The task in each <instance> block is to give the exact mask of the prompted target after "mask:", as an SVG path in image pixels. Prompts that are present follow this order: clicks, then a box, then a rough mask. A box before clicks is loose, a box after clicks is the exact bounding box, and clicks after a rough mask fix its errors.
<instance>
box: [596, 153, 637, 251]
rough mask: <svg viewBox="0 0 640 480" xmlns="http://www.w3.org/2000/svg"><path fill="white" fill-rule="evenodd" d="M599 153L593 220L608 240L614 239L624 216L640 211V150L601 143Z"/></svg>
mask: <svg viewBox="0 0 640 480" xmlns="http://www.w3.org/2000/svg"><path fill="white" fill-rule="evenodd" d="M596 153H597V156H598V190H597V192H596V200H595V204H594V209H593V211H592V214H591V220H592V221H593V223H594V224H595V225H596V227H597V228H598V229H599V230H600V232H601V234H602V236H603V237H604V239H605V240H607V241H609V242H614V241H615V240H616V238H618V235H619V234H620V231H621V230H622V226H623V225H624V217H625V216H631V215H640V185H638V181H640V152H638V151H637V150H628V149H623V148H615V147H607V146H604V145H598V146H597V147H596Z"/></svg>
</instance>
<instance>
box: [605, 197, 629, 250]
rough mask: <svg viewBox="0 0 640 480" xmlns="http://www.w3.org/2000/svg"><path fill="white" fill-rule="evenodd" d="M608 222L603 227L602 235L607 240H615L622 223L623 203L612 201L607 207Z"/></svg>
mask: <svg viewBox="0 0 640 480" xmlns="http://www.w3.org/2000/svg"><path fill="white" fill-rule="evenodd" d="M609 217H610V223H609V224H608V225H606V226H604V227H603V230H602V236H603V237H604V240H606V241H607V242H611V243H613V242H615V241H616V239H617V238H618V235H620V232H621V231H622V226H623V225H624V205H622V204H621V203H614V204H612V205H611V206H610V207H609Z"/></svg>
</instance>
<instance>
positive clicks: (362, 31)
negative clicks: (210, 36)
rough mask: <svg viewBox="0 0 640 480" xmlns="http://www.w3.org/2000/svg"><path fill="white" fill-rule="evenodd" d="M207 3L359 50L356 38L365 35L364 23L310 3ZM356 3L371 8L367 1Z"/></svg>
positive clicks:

* * *

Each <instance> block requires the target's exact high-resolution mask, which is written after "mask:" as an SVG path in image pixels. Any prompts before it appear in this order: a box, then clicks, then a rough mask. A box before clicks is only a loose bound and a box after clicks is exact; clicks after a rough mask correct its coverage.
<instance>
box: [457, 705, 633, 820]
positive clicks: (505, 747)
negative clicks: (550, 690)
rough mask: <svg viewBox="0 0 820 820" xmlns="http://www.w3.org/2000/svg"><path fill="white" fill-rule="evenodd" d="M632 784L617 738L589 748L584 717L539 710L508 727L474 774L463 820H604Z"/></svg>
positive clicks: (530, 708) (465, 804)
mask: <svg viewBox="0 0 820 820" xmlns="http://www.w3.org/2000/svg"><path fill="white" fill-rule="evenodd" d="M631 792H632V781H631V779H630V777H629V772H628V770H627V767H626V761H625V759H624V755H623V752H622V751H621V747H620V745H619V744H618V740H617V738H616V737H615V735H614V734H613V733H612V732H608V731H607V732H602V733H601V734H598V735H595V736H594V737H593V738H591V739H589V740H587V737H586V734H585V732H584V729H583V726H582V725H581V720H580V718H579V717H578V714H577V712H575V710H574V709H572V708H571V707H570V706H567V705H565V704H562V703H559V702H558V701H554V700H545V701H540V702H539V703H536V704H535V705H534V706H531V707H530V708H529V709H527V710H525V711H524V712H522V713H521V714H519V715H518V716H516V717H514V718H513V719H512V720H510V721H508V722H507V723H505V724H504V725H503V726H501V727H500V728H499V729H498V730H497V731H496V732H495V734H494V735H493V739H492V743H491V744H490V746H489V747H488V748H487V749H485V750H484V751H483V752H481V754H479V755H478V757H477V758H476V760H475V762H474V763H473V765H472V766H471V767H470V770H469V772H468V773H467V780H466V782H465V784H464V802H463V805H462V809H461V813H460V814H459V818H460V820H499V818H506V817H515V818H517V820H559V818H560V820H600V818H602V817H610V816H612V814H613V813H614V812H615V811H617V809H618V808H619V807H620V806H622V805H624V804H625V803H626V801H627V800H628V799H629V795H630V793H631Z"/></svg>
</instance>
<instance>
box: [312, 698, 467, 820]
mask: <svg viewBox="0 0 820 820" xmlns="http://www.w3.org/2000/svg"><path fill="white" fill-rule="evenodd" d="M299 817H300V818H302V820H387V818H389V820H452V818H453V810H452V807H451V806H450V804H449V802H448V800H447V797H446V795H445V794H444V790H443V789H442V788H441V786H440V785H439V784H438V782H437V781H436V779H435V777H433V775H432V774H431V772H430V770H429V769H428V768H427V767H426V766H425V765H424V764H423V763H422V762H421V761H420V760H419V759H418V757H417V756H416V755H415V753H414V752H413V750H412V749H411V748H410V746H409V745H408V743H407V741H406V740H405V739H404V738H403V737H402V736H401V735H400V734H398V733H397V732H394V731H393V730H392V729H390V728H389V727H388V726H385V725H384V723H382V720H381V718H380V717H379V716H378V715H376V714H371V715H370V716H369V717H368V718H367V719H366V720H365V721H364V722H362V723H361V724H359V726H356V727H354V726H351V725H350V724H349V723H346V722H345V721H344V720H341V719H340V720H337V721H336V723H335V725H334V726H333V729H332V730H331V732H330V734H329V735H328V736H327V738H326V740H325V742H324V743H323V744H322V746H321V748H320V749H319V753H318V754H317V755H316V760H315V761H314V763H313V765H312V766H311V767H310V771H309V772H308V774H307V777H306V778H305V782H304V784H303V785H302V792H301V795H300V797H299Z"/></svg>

[Task] Look above for the line holding "Each <instance> block requires". Print it and every line after it, exactly, through the line holding "784L617 738L589 748L584".

[Exercise response]
Each <instance> block requires the target's exact high-resolution mask, which is written after "mask:" as an SVG path in image pixels. Any prompts before it appear in this order: a box, then clicks, then a rough mask. A box before clicks is only a loose bound and a box after clicks is exact; clicks after a rough mask correct its coverage.
<instance>
box: [457, 705, 633, 820]
positive clicks: (505, 747)
negative clicks: (550, 690)
rough mask: <svg viewBox="0 0 820 820" xmlns="http://www.w3.org/2000/svg"><path fill="white" fill-rule="evenodd" d="M632 784L617 738L589 748L584 717L539 710L508 727L474 774L463 820H604Z"/></svg>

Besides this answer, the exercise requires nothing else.